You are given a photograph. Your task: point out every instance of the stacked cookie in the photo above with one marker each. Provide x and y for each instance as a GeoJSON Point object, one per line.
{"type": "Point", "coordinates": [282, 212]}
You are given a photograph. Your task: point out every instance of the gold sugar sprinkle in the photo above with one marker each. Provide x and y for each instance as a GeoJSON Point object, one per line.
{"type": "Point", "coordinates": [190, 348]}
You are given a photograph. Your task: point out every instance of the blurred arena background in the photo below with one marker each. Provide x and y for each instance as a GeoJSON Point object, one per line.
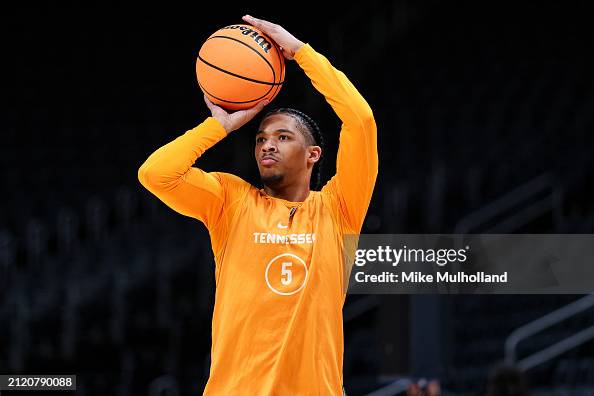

**DO THIS**
Extract from the data above every line that contains the string "Your", and copy each such line in full.

**RESULT BELOW**
You are given a photograph. Your task: point out every instance of the stacked cookie in the photo above with one marker each. Provide x and y for each instance as a GeoJSON Point object, one per line.
You are given a photograph. Your task: point out every instance of the gold sugar sprinkle in the photo above with one marker each. Provide x and y for each instance as a GeoJSON Point object, one per line.
You are given a photograph. Your task: point out every instance of the blurred arena background in the photo below with one marker each. Provide x and y for each instance as a GeoJSON Point object, one per line.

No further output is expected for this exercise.